The upcoming documentary “God And Country,” produced by Rob Reiner, alleges that politically active conservative Christians (all lumped together under the label “Christian Nationalism”) don’t understand True Christianity and have let politics subsume their faith. However, if you take a look at who is delivering this message, this accusation is a clear case of DARVO (an acronym for “deny, attack, and reverse victim and offender”).
To a person, the film’s talking heads all display eye-socket logs of theological compromise in service of politics. In this series of articles, you will see the “experts” of “God And Country” are either firmly outside Christianity in theology and practice or deeply compromised on basic Christian ethics.
Today, we will examine perhaps the most obscure figure seen in the G+C trailer: Sister Simone Campbell, a longtime political lobbyist who is largely unknown in the Protestant evangelical world. “Is Christian nationalism Christian?” she is heard in the preview clip. “Um, no, it isn’t,” she replies, wincing with concern.
Later in the trailer, Campbell declares, “Being a Christian is about the values of inclusion. Christian nationalism is certainly not based on the values of the gospel.” But what is her gospel? A review of Campbell’s writings and speeches will reveal a thoroughly 21st-century view of the gospel, mostly indistinguishable from Unitarian Universalism, where mysticism, unchecked empathy, and far-left politics all but erase the actual good news of Jesus Christ found in the scriptures.
Simone Campbell, Friend to the World
Sister Campbell recently stepped down from her leadership role at NETWORK Lobby for Catholic Social Justice. Among its backers were the pro-abortion, pro-queer Ford Foundation, to the tune of $350,000. Asked by Catholic News Agency (CNA) about those grants, Campbell shrugged it off as “small money” that hasn’t “changed our mission.”
She personally remains a Senior Fellow at Auburn Seminary, which is not a school that grants degrees but an organization to support “influential faith leaders who are committed to catalyzing and advancing multifaith movements for justice.” Her colleagues include non-Christians such as Linda Sarsour and Christian-identifying non-Christians such as Jacqui Lewis.
Campbell was a speaker at the Clinton Global Initiative in 2022, and she described the conference as “two days that vibrated with hope.”
Even if you don’t see any problem in these globalist, leftist organizations platforming her, we don’t need mere guilt by association to make a point about Campbell’s values. These associations give the color and setting for the content of Campbell’s ideas. In whose presence is she comfortable? Who seeks out her participation to advance their agenda among (at least nominal) Christians? And why? When we examine her beliefs, the picture becomes clear.
The “Zen Contemplative” Nun
Sister Campbell makes no effort to hide her New Age practices and beliefs, often referring to herself as a “Zen contemplative” in her own biographical blurbs. In a 2013 lecture at Union Theological Seminary, she said Zen practice “became the ground of my spirituality” after she was introduced to the mystical discipline.

(Extracted information)
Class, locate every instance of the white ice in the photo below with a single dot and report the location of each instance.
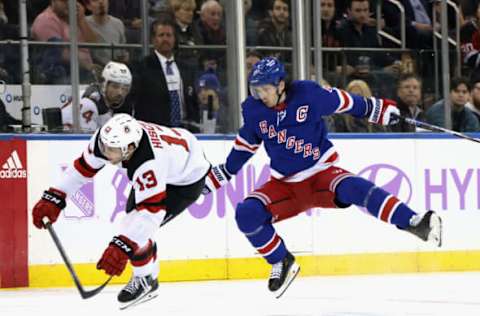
(455, 294)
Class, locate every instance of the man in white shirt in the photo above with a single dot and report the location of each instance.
(109, 29)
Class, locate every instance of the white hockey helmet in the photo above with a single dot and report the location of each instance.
(119, 132)
(116, 72)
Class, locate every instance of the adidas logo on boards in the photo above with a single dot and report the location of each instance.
(13, 168)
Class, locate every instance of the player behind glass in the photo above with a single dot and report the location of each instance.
(287, 118)
(167, 169)
(100, 101)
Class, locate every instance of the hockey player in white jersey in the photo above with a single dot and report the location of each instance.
(99, 102)
(167, 169)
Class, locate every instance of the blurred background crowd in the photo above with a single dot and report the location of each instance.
(191, 36)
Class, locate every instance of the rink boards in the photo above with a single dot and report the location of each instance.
(428, 172)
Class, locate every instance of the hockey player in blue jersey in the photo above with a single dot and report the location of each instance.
(288, 120)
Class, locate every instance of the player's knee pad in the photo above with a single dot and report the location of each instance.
(145, 254)
(354, 190)
(250, 215)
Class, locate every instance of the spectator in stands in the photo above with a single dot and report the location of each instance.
(129, 12)
(6, 119)
(9, 57)
(470, 44)
(348, 123)
(250, 24)
(354, 32)
(109, 30)
(474, 105)
(409, 97)
(377, 69)
(251, 59)
(186, 32)
(214, 116)
(275, 29)
(163, 87)
(3, 16)
(329, 24)
(212, 30)
(330, 38)
(418, 16)
(52, 24)
(210, 23)
(468, 8)
(463, 120)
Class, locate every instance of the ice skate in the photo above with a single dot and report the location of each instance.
(138, 290)
(282, 274)
(427, 227)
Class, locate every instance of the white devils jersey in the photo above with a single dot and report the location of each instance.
(93, 110)
(164, 156)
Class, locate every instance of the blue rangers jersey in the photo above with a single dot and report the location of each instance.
(294, 135)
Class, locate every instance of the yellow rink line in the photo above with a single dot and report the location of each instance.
(253, 268)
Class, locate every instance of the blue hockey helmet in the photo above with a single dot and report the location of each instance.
(267, 71)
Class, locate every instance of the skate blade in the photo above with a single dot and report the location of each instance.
(142, 299)
(435, 235)
(294, 270)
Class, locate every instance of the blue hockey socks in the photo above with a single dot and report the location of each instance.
(256, 223)
(378, 202)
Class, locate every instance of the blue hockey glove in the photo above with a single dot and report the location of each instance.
(383, 111)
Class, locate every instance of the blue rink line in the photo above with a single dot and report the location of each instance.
(220, 137)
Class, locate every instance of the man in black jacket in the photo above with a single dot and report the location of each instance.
(163, 89)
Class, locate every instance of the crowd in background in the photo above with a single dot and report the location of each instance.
(189, 87)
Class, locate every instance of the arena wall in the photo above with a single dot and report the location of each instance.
(427, 171)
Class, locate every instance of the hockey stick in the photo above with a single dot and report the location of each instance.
(435, 128)
(83, 293)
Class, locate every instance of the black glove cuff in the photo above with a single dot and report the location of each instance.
(54, 198)
(123, 245)
(228, 175)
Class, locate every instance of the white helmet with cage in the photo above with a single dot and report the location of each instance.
(116, 72)
(119, 132)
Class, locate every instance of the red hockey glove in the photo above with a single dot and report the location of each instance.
(383, 111)
(217, 177)
(50, 205)
(115, 257)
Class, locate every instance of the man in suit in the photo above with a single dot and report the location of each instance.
(163, 88)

(What to work on)
- 1) Extract everything in the article on Sister Simone Campbell from "Simone Campbell, Friend" down to "as Jacqui Lewis.".
- 2) According to the article on Sister Simone Campbell, where did Campbell give a lecture in 2013?
- 3) Continue the article on Sister Simone Campbell from the point where it stops.
The material bears no relation to the article on Sister Simone Campbell.

(Set of answers)
- 1)
Simone Campbell, Friend to the World
Sister Campbell recently stepped down from her leadership role at NETWORK Lobby for Catholic Social Justice. Among its backers were the pro-abortion, pro-queer Ford Foundation, to the tune of $350,000. Asked by Catholic News Agency (CNA) about those grants, Campbell shrugged it off as “small money” that hasn’t “changed our mission.”
She personally remains a Senior Fellow at Auburn Seminary, which is not a school that grants degrees but an organization to support “influential faith leaders who are committed to catalyzing and advancing multifaith movements for justice.” Her colleagues include non-Christians such as Linda Sarsour and Christian-identifying non-Christians such as Jacqui Lewis.

- 2) Union Theological Seminary

- 3)
In a 2015 interview for the public radio show On Being, Campbell expressed a kind of monism she discerned through Zen meditation:
Zen can be used with any content because Zen is the discipline of the meditation. And — OK, so my experience was this, of meeting, of having in my imagination the sense of a sage. Saying — inviting me to go deeper. And that — being willing to do that was the biggest gift of my life ever. And being willing to know that — how can I say this? Well, to know that we’re one body. All of creation is one body. And I’m only just a little piece of it. [emphasis added]
Several public statements suggest that she holds to a universalist or possibly panentheistic stance. While talking about a particular Zen retreat, the nun admirably recalls gaining empathy for Republican lawmakers like Eric Cantor and Mitch McConnell. However, she describes her thought process in a strange way: “What I got pushed to understand was that if I was at odds with the god in them, I’m at odds with the god in me.”
In the summer of 2020, she prayed an invocation at the Democratic National Convention, addressing her god as a generic “Divine Spirit.” A clip promoting the 2015 documentary Radical Grace (executive producer: Susan Sarandon), titled “Sister Simone Campbell challenges religious fundamentalism,” shows her say that God is present wherever a person may “find joy.” Holiness and lawfulness (derisively referred to as “the rules”) have little to do with it.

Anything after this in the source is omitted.